→ Data to use
• • • • •
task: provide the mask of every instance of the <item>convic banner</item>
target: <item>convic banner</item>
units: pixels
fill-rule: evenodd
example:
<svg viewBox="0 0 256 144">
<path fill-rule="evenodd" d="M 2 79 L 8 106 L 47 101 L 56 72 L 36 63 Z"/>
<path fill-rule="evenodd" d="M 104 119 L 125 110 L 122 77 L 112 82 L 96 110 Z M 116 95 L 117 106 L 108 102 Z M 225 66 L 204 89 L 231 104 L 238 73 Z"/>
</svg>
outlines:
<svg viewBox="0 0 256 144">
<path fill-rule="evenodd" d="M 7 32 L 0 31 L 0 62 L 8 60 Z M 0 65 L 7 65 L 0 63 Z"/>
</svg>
• • • • •
Rewrite the listing from its first line through the line containing "106 L 47 101", changing "convic banner" to "traffic banner" and leaving everything else as it is.

→ Finished task
task: provide the mask of every instance of the <item>traffic banner</item>
target: <item>traffic banner</item>
units: pixels
fill-rule: evenodd
example:
<svg viewBox="0 0 256 144">
<path fill-rule="evenodd" d="M 2 79 L 8 106 L 47 101 L 56 72 L 36 63 Z"/>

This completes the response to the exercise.